Reading text:
How MPChat bot requests are authenticated and shaped: the base URL, five token-safety rules, HTTP methods, content types, ID rules, and a 30 req/s rate limit.

Key rule: the bot token lives in the URL path, never in a header or the frontend. Treat it like a password.


Overview

Every Bot API call uses the same base URL shape; the token is a path segment:

https://call.mp.net/bot/bot{MPCHAT_BOT_TOKEN}/{methodName}

Host is call.mp.net; the path is /bot/bot + token + / + the method name (for example getMe, sendMessage).

Token safety rules

  • Not in the frontend — never in WebView, browser, or mobile code.

  • Not in logs — redact it in app logs, APM, and error reporting.

  • Not in version control — add .env to .gitignore; inject via CI secrets.

  • Not in chat — never paste a real token into tickets, IM, or AI conversations.

  • Rotate on leak — revoke immediately in BotFather and replace.

HTTP methods and content types

  • Most write operations are POST. getMe, getUpdates, getWebhookInfo, and getMyCommands also accept GET.

  • application/json for the vast majority of write methods.

Material supplied:
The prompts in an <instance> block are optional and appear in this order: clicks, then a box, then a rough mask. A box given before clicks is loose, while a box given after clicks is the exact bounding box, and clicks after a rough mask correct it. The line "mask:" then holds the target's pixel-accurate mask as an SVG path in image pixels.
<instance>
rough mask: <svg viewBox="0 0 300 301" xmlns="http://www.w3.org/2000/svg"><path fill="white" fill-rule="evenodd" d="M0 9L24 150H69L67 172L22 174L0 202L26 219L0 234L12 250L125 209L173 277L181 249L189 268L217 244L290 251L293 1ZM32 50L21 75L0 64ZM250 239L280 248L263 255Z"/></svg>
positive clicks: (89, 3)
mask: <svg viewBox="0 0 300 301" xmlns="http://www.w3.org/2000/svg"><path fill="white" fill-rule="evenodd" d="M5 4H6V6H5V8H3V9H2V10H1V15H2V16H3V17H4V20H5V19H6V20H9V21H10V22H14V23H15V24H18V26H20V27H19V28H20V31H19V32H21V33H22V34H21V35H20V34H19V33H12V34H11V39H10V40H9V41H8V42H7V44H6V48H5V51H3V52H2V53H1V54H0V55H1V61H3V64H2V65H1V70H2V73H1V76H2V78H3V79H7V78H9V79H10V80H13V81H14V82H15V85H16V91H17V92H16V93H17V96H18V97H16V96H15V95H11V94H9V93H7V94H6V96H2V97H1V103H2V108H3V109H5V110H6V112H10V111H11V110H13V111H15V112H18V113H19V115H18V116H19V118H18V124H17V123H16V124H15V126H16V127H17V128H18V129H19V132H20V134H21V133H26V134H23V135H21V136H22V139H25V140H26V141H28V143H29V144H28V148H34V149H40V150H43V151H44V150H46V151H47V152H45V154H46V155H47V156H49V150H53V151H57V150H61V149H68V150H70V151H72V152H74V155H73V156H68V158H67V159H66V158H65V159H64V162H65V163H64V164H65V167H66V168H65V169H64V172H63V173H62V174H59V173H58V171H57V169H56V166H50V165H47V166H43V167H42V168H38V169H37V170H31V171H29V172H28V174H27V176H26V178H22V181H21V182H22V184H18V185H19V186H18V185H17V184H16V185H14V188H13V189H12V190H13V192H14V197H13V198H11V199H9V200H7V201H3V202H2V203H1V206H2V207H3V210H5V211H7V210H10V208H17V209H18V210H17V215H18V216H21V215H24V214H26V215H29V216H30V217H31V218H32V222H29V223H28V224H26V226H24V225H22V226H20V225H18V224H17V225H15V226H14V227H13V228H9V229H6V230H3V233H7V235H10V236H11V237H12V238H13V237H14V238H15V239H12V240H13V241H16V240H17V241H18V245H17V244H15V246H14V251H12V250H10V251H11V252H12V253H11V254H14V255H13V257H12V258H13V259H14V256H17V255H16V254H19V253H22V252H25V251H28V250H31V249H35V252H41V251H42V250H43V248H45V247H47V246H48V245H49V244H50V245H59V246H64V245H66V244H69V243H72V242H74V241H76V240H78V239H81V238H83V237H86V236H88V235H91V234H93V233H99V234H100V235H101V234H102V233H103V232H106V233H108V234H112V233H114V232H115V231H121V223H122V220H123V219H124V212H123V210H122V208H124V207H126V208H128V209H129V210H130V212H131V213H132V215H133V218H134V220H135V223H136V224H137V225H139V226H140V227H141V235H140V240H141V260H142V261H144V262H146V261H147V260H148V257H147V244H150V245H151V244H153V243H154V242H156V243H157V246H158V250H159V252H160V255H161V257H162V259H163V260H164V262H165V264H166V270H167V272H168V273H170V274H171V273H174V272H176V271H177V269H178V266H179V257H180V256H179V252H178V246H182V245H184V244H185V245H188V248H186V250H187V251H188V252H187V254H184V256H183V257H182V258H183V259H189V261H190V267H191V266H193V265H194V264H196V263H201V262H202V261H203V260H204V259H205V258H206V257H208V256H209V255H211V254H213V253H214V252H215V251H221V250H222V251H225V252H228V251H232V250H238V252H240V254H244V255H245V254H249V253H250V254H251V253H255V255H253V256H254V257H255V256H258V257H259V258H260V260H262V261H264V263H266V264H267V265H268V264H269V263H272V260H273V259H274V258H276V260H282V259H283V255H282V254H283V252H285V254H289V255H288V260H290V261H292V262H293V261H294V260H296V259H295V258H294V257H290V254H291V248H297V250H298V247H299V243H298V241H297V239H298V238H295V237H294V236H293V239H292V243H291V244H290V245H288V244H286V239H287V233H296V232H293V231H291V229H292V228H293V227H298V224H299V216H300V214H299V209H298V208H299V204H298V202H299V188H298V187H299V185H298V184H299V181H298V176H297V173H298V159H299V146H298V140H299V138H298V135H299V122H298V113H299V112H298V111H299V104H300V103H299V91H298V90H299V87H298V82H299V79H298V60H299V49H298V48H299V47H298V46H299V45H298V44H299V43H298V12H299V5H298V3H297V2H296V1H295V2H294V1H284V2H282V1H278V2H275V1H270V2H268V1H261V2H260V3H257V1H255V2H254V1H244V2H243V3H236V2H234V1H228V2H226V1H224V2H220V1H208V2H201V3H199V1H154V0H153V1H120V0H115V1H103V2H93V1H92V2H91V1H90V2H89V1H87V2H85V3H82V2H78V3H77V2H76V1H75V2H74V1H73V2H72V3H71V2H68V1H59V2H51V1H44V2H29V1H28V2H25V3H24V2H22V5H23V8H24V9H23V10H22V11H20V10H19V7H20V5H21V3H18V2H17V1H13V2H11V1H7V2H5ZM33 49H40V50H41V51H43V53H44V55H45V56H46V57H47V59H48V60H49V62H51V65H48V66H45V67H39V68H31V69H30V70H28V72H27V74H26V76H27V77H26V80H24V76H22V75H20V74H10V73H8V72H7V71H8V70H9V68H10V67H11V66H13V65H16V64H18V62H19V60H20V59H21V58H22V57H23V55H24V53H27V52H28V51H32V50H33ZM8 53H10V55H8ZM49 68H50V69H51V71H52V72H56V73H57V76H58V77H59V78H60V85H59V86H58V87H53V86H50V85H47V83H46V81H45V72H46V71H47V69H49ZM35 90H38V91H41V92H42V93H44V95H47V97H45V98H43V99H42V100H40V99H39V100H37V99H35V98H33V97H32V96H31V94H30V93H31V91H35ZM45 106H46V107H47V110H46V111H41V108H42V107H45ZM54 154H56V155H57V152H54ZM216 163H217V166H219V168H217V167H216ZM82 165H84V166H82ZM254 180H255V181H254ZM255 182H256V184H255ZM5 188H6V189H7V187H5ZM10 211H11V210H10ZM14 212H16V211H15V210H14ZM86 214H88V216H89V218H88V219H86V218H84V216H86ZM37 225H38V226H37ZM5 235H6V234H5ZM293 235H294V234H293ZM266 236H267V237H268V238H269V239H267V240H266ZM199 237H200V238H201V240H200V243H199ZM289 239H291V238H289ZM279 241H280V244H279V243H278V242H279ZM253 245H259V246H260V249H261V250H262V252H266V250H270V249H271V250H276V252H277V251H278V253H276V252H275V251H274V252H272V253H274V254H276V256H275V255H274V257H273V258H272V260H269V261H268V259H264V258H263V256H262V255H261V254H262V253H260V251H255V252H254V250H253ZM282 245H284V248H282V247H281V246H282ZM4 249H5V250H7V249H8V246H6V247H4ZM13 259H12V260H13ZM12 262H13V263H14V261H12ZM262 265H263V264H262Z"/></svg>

Aim of the task:
Please continue the MPChat Bot API text above, starting after the line ending "application/json for the vast majority of write methods."

Result of the exercise:
  • multipart/form-data for local media uploads (sendPhoto, sendVideo, sendDocument, setChatPhoto).

ID type rules

chat_id, user_id, and message_id accept a JavaScript safe integer (0 to 9007199254740991) or a decimal string in the same range. Store as BIGINT or VARCHAR and mind JSON precision.

Rate limits

Default is 30 requests/second per token; exceeding it returns 429. Production code must implement exponential backoff (see the production checklist).

Pre-request checklist

  • Token read from an environment variable.

  • ID types match the documented rules.

  • POST body is valid JSON.

  • Media methods use a public URL or multipart (no file_id reuse).

Related

Keep separate tokens for test and production bots. A leaked token should be revoked before anything else.